# GIVEN PROBLEM
In the travel post, what Twi phrase did the writer say to the gum seller to mean "I don't want any"?

# PASSAGE GIVEN

This post is a day late (I’m backdating it) since we didn’t have Internet access after we got to Cape Coast. I still don’t have access to my card reader, so photos will have to come later.
We bought our STC bus ticket on the 13th and the morning of the 14th we got up, 5am, to head to the bus station.
Remarkably as soon as we emerged from our guesthouse compound there was a taxi on our street (which is a side street) and it immediately beeped at us. I’m beginning to really like the taxi-beeping method. In Ghana it seems basically everything is a buyer’s market; the sellers must come to you. This can be a little annoying at times though, when you don’t want to be a buyer, and every vendor at every shop or cart, every groups of taxi drivers, does their best to divert you to give them your money.
We loaded the taxi and spent literally an hour driving across town to get to the STC station. Traffic in Accra is at least as bad as anything in Seattle or LA. How this can be the case, when so few people can afford cars, initially seems to be a mystery. Except of course that they don’t have polished 8 lane freeways either, so I guess the infrastructure is commensurate with the number of drivers, and thus the traffic is commensurate with elsewhere.
Oh, and while stuck in traffic at an intersection a pushy guy selling gum or something like this tried to get my attention. Most of the time they just wanted by, but some of the sellers like to put stuff in your face to make sure you REALLY know it’s for sale. Anyway, I told him “Meh pah,” which is the Twi equivalent of “I don’t want any.” And he not only complied but started cracking up. Paradoxically, meh pah we is “I want this.” I suspect it’s some sort of double negative “I want nothing but this,” or the equivalent.

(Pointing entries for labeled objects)

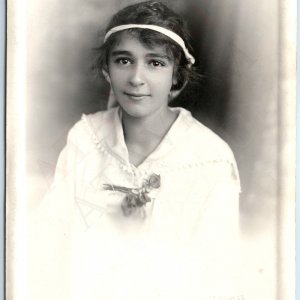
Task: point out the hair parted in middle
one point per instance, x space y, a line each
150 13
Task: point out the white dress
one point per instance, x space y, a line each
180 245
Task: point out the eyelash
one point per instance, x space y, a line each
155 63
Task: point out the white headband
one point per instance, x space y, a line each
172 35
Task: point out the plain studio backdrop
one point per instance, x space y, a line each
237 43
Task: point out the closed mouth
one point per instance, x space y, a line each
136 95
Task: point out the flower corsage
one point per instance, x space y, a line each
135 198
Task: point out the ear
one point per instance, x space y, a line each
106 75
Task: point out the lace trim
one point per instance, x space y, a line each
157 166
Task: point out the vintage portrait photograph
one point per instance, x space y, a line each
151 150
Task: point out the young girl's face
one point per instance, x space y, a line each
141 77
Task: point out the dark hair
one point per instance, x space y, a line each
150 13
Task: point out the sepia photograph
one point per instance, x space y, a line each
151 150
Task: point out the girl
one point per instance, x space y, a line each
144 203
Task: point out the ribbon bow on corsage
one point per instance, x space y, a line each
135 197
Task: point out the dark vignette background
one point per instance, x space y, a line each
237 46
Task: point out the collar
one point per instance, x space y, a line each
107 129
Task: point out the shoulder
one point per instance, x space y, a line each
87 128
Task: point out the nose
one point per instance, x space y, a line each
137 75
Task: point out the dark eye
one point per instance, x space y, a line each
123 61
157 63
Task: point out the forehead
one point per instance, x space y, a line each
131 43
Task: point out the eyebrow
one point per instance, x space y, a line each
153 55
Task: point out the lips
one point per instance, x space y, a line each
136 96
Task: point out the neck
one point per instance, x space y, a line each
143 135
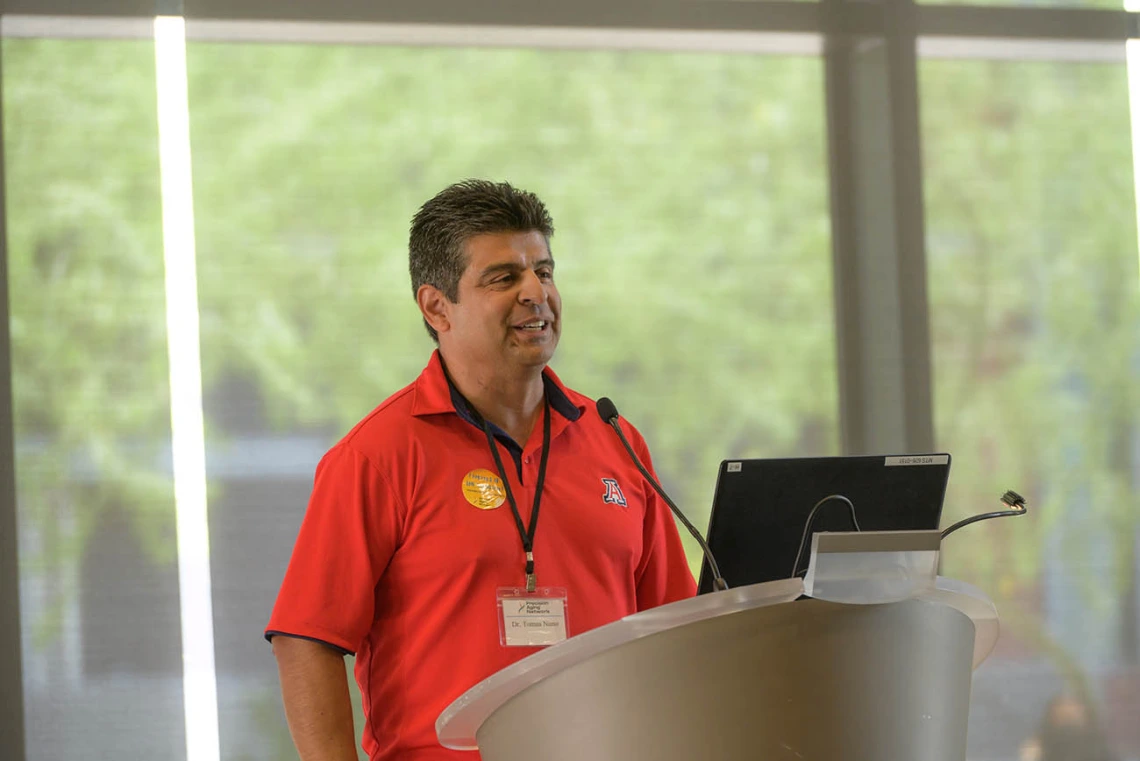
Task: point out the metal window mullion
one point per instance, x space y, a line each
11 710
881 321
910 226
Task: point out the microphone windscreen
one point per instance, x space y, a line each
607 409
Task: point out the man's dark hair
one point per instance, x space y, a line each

# WRITTEN SOLUTION
"Meh pah."